WHAT YOU SHOULD DO ▸
Update the data below by changing each "hole-rule" to "fill-rule" and leaving everything else the same.

AVAILABLE RECORDS ▸

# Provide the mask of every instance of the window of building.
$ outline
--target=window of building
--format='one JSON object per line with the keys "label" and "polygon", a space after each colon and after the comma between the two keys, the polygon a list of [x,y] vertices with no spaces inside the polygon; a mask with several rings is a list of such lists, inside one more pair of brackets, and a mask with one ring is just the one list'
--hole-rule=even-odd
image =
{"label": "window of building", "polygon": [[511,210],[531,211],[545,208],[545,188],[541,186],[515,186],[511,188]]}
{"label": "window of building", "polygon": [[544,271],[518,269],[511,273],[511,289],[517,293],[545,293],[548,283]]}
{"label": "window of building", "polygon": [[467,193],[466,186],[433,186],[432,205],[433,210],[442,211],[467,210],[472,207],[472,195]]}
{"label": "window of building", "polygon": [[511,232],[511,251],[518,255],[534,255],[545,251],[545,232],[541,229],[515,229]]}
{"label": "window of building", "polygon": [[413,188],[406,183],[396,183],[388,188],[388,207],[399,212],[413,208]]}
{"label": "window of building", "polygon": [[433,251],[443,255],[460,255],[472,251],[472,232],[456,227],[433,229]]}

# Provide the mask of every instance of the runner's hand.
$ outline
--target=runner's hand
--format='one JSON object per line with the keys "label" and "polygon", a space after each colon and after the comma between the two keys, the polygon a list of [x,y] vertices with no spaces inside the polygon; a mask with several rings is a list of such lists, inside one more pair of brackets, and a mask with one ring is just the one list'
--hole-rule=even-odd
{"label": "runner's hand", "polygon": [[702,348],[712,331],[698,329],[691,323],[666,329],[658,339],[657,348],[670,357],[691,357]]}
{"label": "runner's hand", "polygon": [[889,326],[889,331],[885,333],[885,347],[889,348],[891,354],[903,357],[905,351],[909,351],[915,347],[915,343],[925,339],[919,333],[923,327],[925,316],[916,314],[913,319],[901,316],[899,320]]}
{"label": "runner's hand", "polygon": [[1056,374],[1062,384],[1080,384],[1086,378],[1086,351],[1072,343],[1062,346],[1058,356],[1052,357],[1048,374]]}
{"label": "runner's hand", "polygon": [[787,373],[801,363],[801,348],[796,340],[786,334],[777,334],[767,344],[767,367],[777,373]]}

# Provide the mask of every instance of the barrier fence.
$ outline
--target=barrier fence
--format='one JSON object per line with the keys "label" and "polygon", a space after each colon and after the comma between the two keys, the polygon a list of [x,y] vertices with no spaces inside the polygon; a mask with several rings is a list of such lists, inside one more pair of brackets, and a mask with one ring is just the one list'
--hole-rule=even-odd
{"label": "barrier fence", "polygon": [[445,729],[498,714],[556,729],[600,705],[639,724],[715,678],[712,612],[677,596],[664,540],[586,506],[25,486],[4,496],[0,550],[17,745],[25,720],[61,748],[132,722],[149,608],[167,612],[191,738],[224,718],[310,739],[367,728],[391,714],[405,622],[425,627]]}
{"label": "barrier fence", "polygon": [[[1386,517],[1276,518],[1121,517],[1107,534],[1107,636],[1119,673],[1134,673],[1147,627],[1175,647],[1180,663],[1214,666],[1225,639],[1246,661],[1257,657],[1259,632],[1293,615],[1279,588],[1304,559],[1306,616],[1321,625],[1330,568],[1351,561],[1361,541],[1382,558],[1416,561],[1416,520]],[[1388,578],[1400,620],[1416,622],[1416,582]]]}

RESPONSE TO THIS TASK ▸
# Provide the mask of every instance of the window of building.
$ outline
--target=window of building
--format='one JSON object per line with the keys "label" and "polygon", a space after each colon and after the comma between the two keys, the polygon a list of [x,y] vertices with no spaces inside the polygon; a mask with several rings is a list of such lists, inside one more pair of brackets, and a mask with one ring is just the one list'
--fill-rule=even-odd
image =
{"label": "window of building", "polygon": [[511,210],[531,211],[545,208],[545,188],[541,186],[515,186],[511,188]]}
{"label": "window of building", "polygon": [[544,271],[518,269],[511,273],[511,289],[517,293],[545,293],[548,283]]}
{"label": "window of building", "polygon": [[467,193],[466,186],[433,186],[432,205],[433,210],[442,211],[467,210],[472,207],[472,195]]}
{"label": "window of building", "polygon": [[511,232],[511,251],[518,255],[534,255],[545,251],[545,232],[541,229],[515,229]]}
{"label": "window of building", "polygon": [[413,188],[406,183],[396,183],[388,188],[388,207],[399,212],[413,208]]}
{"label": "window of building", "polygon": [[433,251],[443,255],[460,255],[472,251],[472,232],[456,227],[433,229]]}

# Provide the mask of every instance of the runner's hand.
$ outline
--target=runner's hand
--format='one JSON object per line with the keys "label" and "polygon", a space after each colon and after the comma between the two keys, the polygon a list of [x,y] vertices with no spaces inside the polygon; a mask with several rings is a list of such lists, inside one more pair of brackets, and a mask with one ring is just the one list'
--fill-rule=even-odd
{"label": "runner's hand", "polygon": [[702,348],[712,331],[698,329],[691,323],[666,329],[658,339],[657,348],[670,357],[691,357]]}
{"label": "runner's hand", "polygon": [[889,326],[889,331],[885,333],[885,347],[889,348],[891,354],[903,357],[905,351],[909,351],[915,347],[915,343],[925,339],[919,333],[923,327],[925,316],[916,314],[913,319],[901,316],[899,320]]}
{"label": "runner's hand", "polygon": [[1056,374],[1062,384],[1080,384],[1086,378],[1086,351],[1072,343],[1062,346],[1058,356],[1052,357],[1048,374]]}
{"label": "runner's hand", "polygon": [[787,373],[801,363],[801,348],[796,340],[786,334],[777,334],[767,344],[767,367],[777,373]]}

# Provide the mask of every instance of the barrier fence.
$ outline
--target=barrier fence
--format='one JSON object per line with the keys "label" and "polygon", a space after each colon and after the comma between the two keys, the polygon a list of [x,y] vertices with no spaces inside the polygon; a mask with several rings is a list of such lists, inside one more pair of brackets, and a mask with one ring is just the one list'
--fill-rule=even-odd
{"label": "barrier fence", "polygon": [[445,729],[498,714],[556,729],[600,705],[639,724],[715,678],[712,612],[677,596],[664,540],[586,506],[25,486],[4,496],[0,550],[17,745],[25,720],[61,748],[132,722],[149,608],[167,612],[191,738],[224,718],[310,739],[367,728],[391,714],[405,622],[425,627]]}
{"label": "barrier fence", "polygon": [[[1386,517],[1276,518],[1121,517],[1107,534],[1107,636],[1119,673],[1134,673],[1147,627],[1175,647],[1180,663],[1214,666],[1225,639],[1246,661],[1257,657],[1259,632],[1293,615],[1279,588],[1304,559],[1306,616],[1321,625],[1330,568],[1351,561],[1361,541],[1382,558],[1416,561],[1416,520]],[[1388,578],[1400,620],[1416,622],[1416,582]]]}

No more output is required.